**What the task requires:**
Look through the records, and wherever the string "bush" turns up, copy out that line.

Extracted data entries
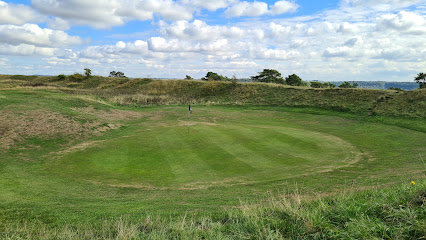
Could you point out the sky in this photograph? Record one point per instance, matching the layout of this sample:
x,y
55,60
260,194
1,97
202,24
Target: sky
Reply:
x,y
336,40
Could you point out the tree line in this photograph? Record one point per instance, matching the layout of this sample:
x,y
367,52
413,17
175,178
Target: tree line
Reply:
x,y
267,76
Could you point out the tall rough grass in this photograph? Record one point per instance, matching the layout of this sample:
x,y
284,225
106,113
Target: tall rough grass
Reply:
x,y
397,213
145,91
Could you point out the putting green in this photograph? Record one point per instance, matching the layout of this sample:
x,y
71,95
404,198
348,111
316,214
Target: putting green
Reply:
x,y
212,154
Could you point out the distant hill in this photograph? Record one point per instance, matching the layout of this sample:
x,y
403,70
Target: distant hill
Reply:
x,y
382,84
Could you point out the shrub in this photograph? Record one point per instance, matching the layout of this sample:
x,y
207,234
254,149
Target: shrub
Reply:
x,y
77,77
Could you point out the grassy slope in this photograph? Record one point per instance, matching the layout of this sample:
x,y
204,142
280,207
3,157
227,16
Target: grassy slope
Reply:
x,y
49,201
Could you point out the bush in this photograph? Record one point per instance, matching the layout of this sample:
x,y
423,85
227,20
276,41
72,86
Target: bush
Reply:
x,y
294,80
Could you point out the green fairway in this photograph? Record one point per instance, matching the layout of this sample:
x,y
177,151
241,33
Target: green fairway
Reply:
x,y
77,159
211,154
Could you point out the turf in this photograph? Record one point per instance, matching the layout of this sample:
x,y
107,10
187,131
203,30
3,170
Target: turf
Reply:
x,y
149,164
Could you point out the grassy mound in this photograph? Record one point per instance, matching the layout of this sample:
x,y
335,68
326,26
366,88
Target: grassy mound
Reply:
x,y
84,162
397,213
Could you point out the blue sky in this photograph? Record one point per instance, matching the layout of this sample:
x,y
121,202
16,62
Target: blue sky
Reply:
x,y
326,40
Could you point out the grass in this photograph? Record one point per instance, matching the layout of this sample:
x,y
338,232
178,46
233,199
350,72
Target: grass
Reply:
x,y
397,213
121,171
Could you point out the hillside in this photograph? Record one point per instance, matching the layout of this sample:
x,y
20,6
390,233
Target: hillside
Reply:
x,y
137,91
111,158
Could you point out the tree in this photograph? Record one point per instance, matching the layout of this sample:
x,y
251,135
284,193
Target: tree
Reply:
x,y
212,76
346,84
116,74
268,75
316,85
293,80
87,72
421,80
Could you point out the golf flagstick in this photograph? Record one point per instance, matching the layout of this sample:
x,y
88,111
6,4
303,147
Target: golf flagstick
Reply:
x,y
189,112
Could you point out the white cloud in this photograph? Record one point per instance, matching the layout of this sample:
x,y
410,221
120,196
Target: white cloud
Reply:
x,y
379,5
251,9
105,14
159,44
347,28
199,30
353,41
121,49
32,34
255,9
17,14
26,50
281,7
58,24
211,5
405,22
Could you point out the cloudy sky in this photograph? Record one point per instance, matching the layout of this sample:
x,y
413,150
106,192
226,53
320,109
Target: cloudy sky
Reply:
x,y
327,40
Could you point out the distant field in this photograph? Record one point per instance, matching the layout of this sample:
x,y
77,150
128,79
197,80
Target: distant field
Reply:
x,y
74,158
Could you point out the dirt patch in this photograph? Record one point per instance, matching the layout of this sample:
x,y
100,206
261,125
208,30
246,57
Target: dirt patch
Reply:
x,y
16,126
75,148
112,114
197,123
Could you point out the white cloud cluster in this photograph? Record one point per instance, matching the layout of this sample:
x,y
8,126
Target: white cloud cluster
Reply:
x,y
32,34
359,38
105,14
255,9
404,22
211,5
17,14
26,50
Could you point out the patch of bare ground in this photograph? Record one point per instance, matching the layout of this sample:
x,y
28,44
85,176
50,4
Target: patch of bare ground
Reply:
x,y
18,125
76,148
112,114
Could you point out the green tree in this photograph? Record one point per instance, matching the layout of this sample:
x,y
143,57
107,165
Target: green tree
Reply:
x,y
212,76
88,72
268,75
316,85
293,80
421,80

---

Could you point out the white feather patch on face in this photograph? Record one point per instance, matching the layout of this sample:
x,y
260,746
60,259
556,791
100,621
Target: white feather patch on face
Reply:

**Written reply:**
Could you point out the bush in this photograph? Record one point per instance, matching the layout of this sample:
Target: bush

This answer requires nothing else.